_問題_: 美空ひばりさんのオンラインイベントを伝える記事を、最後の文のあとから書き継いでください。

仏壇のある部屋には国民栄誉賞の盾など多くの思い出の品々が飾ってあった。加藤館主は、この日のためにファンが書いた多くの手紙を仏壇に供えた。

ツアーの最後を飾ったのは、全国約800施設の約2万人をつないで実施した、ひばりさんのヒット曲「川の流れのように」の大合唱。加藤館主は「初めての試みでしたが、こんなにたくさんの施設の皆さんに参加していただき、ありがとうございました」と感謝した。

イベント後、加藤館主は取材に応じた。

イベントの感想について「今回は初の試みでした。最初はシステム的にどうなるかドキドキしていましたが、思った以上に全国の施設の皆さんがたくさん参加してくださった。最先端のシステムで、たくさんの皆さんに参加していただいたことに意義がある。一方的な発信と違って、オンラインで参加してもらえて、つながれた」と成功した喜びを語った。そして「母のファンの層を考えると、出かけるのが難しい方もたくさんいらっしゃると思う。今回はオンタイムでコミュニケーションを取ることができた。まだまだ、『美空ひばり』にもやれることがあると実感した」と振り返った。

(データ集の記録)
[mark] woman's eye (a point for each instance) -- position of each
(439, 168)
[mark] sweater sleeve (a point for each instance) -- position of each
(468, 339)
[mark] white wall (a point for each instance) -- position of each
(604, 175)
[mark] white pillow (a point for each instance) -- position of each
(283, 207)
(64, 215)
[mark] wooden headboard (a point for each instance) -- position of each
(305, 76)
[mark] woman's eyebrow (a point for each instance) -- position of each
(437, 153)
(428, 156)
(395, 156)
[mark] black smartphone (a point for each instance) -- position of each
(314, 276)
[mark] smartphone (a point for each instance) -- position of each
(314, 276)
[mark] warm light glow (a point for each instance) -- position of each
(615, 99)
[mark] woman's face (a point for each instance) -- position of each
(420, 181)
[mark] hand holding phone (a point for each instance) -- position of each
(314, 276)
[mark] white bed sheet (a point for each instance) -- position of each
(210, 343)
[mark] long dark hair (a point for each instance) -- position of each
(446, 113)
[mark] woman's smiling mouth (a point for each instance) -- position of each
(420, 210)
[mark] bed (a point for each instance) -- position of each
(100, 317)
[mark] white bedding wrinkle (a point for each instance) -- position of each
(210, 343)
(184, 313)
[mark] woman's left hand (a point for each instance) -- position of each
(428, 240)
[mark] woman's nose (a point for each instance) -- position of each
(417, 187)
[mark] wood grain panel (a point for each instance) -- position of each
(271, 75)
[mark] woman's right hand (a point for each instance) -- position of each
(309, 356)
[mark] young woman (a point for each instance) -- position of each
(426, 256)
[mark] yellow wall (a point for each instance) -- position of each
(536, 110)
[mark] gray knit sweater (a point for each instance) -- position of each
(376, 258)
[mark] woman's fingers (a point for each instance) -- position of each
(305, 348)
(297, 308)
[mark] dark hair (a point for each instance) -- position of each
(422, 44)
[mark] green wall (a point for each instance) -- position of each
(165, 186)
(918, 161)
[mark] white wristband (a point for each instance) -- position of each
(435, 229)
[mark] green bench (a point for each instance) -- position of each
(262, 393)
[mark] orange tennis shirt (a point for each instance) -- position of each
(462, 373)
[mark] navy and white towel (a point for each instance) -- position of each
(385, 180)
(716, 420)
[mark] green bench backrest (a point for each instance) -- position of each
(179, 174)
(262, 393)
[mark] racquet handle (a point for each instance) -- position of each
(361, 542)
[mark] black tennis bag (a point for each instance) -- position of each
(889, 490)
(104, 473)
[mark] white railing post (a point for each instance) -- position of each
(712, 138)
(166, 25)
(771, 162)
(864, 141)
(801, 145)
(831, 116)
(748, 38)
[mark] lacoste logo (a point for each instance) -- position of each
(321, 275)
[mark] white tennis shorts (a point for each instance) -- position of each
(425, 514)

_解答例_:
メインイベントの2万人大合唱には「泣きそうになりました。一生懸命に練習をなさって、素晴らしい歌を聞かせていただいた」と感激。そして「仏壇で母も一緒に聞かせていただいた。本人も喜んでいると思います」と続けた。

今後については「モニターにたくさんに人が写っていて、こういう時代でつながっていけると分かった。“美空ひばり世代“に、もっともっと楽しんでもらえる未来が開いたので、また、喜んでいただける企画をやりたい」と語った。